- INSTRUÇÕES DAS TAREFAS
1 – No trecho sobre o filme de Trier, por que a delineação de Gustav explode em conflito quase beligerante? Responda em até três frases.
2 – Reescreva em forma de lista o parágrafo do trecho sobre o filme de Trier que começa com "Trier, assinando o roteiro", mantendo os fatos principais.
3 – Continue o trecho sobre o filme de Trier a partir da última frase.

- TRECHO DA PÁGINA

════════════════

Trier, assinando o roteiro ao lado de Eskil Vogt, arquiteta um profundo ensaio sobre a condição humana, restringindo-o a uma determinada análise que serve como ponto de encontro entre os diversos lados da complexidade do indivíduo: de um lado, a figura de Nora cai nas graças do público através de uma magnética performance e Reinsve, que revela um novo lado de sua versatilidade performática que caminhar entre a decepção, a felicidade e a frustração com destreza extrema; de outro, a delineação de Gustav explode em conflito quase beligerante, tentando se reaproximar das filhas após a morte da ex-esposa, mas recusando-se a tomar qualquer responsabilidade por sua vida sem escrúpulos e em detrimento daqueles que deixou para trás – tudo condensado pela presença memorável de Skarsgård em uma de suas atuações mais potentes.

════════════════

- MATERIAL FORNECIDO
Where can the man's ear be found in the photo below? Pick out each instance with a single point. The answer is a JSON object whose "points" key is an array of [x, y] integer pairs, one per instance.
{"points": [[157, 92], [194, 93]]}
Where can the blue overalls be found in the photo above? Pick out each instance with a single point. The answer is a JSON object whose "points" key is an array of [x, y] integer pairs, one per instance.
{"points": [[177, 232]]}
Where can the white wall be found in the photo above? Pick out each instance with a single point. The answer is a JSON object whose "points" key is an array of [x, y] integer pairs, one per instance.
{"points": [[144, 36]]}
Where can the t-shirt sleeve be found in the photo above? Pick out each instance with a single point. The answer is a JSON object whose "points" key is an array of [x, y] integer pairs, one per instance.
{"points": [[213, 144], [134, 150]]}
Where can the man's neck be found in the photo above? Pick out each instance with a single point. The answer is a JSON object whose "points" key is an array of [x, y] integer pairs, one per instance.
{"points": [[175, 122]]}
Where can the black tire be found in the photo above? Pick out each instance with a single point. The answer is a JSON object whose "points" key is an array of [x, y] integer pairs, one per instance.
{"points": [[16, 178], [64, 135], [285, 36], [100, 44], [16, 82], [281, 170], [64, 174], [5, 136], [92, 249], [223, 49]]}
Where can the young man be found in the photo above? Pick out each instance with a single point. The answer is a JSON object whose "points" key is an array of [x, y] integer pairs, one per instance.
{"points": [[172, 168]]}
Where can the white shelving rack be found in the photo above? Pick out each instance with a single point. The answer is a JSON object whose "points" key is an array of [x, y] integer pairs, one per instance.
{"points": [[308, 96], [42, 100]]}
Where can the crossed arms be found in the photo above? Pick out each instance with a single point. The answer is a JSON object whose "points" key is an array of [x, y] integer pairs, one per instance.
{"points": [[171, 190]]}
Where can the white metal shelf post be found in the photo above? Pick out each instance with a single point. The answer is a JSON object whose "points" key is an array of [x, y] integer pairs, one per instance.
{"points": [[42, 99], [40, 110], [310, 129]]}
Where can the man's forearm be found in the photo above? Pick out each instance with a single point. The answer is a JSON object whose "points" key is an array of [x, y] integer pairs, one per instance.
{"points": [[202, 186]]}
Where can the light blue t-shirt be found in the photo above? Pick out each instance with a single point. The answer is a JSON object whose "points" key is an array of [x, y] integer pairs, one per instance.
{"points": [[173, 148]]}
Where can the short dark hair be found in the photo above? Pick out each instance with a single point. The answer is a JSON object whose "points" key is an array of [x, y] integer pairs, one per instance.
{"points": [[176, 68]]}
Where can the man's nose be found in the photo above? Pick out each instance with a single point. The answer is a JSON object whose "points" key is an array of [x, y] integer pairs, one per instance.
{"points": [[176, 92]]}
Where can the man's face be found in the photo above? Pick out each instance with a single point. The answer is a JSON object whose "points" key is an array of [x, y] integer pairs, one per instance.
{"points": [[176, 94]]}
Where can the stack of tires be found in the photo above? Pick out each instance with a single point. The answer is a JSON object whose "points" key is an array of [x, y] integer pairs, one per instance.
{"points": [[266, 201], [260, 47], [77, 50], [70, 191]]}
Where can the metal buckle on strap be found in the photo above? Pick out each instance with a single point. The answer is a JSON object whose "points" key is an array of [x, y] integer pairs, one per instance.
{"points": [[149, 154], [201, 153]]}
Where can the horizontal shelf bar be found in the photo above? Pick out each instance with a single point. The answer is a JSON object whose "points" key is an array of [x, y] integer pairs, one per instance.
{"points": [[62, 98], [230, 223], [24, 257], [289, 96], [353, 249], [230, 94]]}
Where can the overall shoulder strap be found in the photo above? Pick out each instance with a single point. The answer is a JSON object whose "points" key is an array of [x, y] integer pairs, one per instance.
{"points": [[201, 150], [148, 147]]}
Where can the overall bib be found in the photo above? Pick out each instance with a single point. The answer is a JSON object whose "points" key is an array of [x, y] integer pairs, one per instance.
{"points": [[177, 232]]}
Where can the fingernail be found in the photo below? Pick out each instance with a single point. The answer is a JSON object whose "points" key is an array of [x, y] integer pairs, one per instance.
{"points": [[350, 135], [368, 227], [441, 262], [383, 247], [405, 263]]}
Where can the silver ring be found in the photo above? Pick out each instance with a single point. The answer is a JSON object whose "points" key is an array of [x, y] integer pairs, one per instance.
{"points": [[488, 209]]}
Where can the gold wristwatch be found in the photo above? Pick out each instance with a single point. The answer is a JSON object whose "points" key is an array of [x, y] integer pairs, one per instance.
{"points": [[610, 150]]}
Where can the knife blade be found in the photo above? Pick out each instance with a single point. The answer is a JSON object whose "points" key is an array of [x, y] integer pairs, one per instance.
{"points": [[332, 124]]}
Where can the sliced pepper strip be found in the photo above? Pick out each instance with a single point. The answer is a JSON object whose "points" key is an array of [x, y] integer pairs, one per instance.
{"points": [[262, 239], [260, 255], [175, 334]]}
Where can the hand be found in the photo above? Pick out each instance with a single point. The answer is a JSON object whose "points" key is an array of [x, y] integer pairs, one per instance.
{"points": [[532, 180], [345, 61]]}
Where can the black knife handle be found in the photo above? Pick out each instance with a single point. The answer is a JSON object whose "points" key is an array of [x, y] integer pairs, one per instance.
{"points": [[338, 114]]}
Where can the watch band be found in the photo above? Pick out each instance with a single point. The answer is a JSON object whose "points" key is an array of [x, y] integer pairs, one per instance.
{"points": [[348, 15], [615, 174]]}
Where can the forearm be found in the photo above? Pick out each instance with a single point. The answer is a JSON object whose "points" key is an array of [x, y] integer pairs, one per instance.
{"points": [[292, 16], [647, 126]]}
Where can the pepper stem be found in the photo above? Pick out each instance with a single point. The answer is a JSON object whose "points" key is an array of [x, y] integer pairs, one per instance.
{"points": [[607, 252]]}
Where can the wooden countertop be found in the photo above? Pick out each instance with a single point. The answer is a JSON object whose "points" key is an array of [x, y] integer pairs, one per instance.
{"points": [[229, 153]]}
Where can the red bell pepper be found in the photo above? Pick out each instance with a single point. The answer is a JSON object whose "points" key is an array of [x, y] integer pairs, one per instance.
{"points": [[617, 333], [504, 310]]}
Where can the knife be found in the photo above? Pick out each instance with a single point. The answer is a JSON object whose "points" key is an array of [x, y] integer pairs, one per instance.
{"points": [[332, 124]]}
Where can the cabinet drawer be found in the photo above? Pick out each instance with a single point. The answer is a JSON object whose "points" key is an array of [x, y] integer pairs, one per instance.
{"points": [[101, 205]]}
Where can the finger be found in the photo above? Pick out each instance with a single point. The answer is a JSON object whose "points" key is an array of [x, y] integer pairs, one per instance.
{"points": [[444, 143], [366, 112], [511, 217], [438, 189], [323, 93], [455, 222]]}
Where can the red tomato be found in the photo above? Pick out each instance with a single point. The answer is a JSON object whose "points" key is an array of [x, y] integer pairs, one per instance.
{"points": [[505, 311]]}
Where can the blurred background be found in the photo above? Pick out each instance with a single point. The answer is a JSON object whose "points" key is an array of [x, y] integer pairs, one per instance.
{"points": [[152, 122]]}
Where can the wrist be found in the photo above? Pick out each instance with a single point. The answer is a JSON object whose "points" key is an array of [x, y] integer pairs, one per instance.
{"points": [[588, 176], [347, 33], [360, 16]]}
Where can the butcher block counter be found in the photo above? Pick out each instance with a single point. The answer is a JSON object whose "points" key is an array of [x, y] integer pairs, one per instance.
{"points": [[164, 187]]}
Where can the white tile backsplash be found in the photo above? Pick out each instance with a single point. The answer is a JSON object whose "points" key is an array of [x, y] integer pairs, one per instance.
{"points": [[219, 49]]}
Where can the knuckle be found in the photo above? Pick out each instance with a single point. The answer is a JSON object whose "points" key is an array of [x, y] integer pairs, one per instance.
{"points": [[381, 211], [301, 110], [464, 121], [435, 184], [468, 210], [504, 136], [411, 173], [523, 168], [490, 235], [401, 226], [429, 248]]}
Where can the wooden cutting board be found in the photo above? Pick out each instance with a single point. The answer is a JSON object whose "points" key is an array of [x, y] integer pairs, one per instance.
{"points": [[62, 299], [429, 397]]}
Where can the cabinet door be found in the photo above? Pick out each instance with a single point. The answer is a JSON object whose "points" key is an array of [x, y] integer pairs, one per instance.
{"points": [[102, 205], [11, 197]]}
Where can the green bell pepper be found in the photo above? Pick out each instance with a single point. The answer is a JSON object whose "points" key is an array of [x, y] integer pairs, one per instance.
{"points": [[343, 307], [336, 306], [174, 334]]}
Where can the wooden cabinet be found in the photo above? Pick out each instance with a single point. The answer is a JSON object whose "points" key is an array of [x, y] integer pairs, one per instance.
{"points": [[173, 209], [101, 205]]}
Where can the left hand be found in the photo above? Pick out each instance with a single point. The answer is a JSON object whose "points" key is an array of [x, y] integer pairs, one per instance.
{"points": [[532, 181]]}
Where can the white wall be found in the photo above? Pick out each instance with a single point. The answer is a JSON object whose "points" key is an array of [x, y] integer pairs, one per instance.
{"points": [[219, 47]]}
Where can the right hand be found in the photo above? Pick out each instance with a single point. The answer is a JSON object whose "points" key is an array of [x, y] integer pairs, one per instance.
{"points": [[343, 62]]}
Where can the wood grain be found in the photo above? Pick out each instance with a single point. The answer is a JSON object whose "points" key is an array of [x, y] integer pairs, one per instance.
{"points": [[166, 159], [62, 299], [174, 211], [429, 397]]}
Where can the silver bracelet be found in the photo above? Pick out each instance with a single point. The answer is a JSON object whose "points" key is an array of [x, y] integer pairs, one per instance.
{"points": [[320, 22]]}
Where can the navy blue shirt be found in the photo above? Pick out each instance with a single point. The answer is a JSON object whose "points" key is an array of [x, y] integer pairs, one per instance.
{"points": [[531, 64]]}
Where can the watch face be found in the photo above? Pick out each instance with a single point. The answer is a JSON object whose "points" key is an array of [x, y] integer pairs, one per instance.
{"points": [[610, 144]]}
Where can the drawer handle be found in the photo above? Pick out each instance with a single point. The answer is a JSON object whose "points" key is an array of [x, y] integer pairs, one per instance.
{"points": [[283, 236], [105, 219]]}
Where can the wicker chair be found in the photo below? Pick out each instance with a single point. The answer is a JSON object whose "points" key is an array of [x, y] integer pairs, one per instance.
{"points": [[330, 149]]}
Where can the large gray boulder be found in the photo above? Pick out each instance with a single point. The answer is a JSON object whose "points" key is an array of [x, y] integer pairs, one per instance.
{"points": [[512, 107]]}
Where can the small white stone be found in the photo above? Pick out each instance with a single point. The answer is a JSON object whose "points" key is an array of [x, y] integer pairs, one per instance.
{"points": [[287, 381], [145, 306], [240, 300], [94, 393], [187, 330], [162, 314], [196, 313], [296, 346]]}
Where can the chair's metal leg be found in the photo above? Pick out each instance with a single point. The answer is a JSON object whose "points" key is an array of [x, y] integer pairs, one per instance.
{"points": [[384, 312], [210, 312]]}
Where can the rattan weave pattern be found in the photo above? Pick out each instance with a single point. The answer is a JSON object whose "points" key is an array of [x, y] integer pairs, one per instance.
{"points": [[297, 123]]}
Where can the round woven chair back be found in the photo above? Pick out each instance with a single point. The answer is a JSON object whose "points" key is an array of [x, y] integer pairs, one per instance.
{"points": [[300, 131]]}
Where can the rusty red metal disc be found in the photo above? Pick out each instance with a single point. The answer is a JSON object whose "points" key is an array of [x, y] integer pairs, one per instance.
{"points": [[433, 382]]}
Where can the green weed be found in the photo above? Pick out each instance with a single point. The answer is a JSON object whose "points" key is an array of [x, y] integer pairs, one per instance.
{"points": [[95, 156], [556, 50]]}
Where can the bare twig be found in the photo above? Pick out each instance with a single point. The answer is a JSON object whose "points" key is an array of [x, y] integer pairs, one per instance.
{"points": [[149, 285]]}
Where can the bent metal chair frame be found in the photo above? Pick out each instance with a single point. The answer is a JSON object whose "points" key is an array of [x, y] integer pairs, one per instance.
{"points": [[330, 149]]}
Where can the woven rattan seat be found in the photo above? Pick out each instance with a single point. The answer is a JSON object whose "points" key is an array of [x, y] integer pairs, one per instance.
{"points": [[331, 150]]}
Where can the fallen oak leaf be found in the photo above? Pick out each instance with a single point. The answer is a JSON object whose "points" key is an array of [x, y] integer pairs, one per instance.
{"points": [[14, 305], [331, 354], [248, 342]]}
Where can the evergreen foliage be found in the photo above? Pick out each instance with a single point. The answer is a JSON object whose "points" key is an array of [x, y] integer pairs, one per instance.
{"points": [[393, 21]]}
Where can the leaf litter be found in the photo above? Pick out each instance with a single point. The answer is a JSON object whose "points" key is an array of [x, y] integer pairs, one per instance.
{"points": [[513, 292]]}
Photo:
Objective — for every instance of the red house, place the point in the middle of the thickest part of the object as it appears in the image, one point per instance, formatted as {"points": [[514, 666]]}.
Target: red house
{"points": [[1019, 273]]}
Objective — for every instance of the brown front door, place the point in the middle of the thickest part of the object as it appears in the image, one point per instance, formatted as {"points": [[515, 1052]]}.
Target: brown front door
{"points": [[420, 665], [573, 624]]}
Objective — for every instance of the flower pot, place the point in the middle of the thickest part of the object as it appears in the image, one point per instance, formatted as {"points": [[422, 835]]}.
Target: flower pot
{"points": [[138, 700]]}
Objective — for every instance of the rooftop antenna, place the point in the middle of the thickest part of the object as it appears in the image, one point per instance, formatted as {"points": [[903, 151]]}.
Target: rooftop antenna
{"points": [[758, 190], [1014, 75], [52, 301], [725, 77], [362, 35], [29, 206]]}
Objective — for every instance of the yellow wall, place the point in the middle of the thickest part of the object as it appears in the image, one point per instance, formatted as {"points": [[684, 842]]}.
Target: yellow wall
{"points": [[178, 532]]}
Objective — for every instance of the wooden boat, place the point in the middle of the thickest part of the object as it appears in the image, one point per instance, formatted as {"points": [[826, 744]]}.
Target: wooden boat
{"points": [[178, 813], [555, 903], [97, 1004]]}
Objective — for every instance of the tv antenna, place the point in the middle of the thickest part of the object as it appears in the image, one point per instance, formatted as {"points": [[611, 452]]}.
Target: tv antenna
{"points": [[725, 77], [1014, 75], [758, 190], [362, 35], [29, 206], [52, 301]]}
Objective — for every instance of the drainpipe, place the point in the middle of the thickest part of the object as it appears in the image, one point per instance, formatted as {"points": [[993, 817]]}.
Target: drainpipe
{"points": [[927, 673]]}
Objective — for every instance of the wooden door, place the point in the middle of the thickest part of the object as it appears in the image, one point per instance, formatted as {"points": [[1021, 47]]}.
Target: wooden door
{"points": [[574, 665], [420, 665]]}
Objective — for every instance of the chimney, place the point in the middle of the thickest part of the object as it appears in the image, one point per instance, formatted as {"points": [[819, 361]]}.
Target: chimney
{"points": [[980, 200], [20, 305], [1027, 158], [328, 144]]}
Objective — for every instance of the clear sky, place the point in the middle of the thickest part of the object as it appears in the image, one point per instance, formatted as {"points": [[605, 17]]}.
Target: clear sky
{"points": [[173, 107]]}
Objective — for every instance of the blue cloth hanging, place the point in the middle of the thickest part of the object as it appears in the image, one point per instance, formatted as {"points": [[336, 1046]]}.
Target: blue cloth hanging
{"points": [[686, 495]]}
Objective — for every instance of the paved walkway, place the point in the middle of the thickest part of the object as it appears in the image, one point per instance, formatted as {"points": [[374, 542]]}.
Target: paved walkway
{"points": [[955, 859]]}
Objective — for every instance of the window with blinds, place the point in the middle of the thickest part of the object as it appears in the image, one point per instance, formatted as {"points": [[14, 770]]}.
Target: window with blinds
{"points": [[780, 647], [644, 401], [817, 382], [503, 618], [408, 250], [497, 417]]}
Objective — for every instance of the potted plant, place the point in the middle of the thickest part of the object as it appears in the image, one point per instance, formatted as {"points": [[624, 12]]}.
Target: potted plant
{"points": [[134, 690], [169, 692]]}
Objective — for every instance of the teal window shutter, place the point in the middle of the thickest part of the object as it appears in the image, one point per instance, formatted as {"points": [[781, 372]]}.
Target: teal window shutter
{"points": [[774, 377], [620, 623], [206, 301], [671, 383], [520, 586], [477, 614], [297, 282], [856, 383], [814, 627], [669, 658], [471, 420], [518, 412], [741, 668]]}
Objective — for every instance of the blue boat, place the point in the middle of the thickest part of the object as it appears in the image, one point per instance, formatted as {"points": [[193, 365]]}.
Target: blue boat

════════════════

- LISTA DE RESPOSTAS
1 – Gustav tenta se reaproximar das filhas após a morte da ex-esposa. Ao mesmo tempo, recusa-se a assumir qualquer responsabilidade por sua vida sem escrúpulos, levada em detrimento daqueles que deixou para trás.

2 –
- Trier assina o roteiro com Eskil Vogt e constrói um ensaio profundo sobre a condição humana, centrado em uma análise que reúne os diversos lados da complexidade do indivíduo.
- Nora conquista o público com uma performance magnética. Reinsve revela um novo lado de sua versatilidade e transita com destreza entre decepção, felicidade e frustração.
- Gustav entra em conflito quase beligerante: tenta se reaproximar das filhas após a morte da ex-esposa, mas se recusa a assumir a responsabilidade por uma vida sem escrúpulos, vivida em detrimento de quem deixou para trás.
- Skarsgård dá ao personagem uma presença memorável, em uma de suas atuações mais potentes.

3 –
Gustav é a personificação máxima de um individualismo que beira a autodestruição, colocando em xeque os fracos laços parentais que possui com Nora e Agnes para caprichos que se excedem e que o cega para uma realidade brutal e doentia. Ora, Gustav vê em Rachel uma extensão do que passou quando criança e dos traumas que carregou para a vida adulta, enxergando o projeto como uma terapia nada convencional que o isenta de quaisquer diálogos com quem realmente machucou e continua a machucar. Compondo essa derradeira atmosfera, Skarsgård e Reinsve são acompanhados por Lilleaas e Fanning em um trabalho ao mesmo tempo contraditório e complementar que irrompe das telonas com um comprometimento dramático inenarrável.
O diretor alcança uma sólida maturidade com seu mais novo projeto, retomando as incursões técnicas e artísticas de seu filme anterior e explorando ainda mais as questões existencialistas que trouxe para ‘A Pior Pessoa do Mundo’. É claro que boa parte das escolhas se afasta do que já foi explorado, mas há um emblemático fio condutor que desponta na belíssima e poética construção cênica, reiterada pela atmosférica melancolia que se apodera de quase todas as sequências, marcado pelo contraste entre um opressivo e complacente filtro azul que é pincelado por breves irrupções do vermelho e do verde. Dessa forma, Trier engendra um movimento de expansão e contração que coloca os personagens em um ciclo sem fim.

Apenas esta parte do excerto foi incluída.